#### [Extracted text]
-----

Hi everyone. Hope you are all as well as you can be and that life is being good to you.
Our Gordy has cancer tumours in his liver as big as my fist and is in a lot of pain, although he is still up and about. He wants to go to Dubai next month to see our niece Tia who will be visiting my brother Paul with her mother (they live in the Phillipines). He went to the hospital to get a form filled in to confirm the drugs he has to take and also saw his consultant. The news is not good. They don't think the new chemo is working but will give it another go next week. If it has no effect they will try another one but have basically told him there is very little hope.

-----

#### [Dataset excerpts]
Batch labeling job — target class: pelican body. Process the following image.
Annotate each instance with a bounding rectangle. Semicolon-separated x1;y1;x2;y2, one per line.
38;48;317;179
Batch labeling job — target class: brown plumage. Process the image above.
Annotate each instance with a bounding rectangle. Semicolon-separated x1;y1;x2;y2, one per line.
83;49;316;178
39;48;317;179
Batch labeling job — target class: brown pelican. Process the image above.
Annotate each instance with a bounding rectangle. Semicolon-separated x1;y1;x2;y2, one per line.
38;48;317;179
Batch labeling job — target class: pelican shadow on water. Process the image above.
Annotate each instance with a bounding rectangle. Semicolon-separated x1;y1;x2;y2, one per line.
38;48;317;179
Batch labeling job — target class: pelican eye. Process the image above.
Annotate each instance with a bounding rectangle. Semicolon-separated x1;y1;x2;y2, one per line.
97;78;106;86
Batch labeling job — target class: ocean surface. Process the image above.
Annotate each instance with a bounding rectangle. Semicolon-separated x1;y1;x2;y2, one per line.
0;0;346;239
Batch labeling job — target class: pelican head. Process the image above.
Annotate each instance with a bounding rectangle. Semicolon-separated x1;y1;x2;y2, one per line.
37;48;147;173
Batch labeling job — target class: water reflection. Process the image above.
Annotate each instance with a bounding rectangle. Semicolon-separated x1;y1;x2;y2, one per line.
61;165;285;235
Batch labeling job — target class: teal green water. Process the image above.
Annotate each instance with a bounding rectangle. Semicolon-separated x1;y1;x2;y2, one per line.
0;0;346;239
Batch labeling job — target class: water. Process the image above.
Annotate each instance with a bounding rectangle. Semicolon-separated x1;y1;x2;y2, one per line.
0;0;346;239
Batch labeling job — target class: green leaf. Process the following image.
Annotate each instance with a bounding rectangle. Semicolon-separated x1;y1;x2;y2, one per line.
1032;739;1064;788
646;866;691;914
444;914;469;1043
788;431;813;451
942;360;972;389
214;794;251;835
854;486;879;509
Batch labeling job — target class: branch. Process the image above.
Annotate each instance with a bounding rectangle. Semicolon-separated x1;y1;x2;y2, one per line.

-----

#### [Actions to take]
**A.** Quote the message about Gordy's illness word for word, starting with "Hi everyone. Hope" and going on through "very little hope.".
**B.** Write what comes next in the message about Gordy's illness, picking up after its last sentence.
The material has nothing to do with the message about Gordy's illness.

#### [Answers in order]
**A.**
Hi everyone. Hope you are all as well as you can be and that life is being good to you.
Our Gordy has cancer tumours in his liver as big as my fist and is in a lot of pain, although he is still up and about. He wants to go to Dubai next month to see our niece Tia who will be visiting my brother Paul with her mother (they live in the Phillipines). He went to the hospital to get a form filled in to confirm the drugs he has to take and also saw his consultant. The news is not good. They don't think the new chemo is working but will give it another go next week. If it has no effect they will try another one but have basically told him there is very little hope.

**B.**
He is spending most of his time visiting his friends or with his daughter and grandson but he is so exhausted and both Mumsy and me want him to take a few days rest but he will not do it. This results in him being exceptionally tired when he is at home and boy do me and Mumsy get it in the neck. It's like he wants to give everyone else lovely memories but doesn't give a shit about the memories he is leaving us with. I know that sounds really selfish and perhaps it is. I don't want to remember my brother as a bad tempered, nasty viscious man but that's all we seem to get now. He even kicked the pooch yesterday because he was in the way. The poor little thing is 10 years old and blind! Mumsy didn't speak to him for the rest of the day! As she says, we know why he is in a foul mood - he's dieing - but the dog doesn't understand.
I'm back to the crying at inopportune moments, waking up at all hours and generally not being much good to anyone.
This is so cruel. His head is so screwed up with all this. It would have better if he had died quickly of a heart attack like our Dad rather than go through this torture.
Sorry that this blog entry is so down but that's how I'm feeling and I can't seem to lift the mood. Hope the next one is better.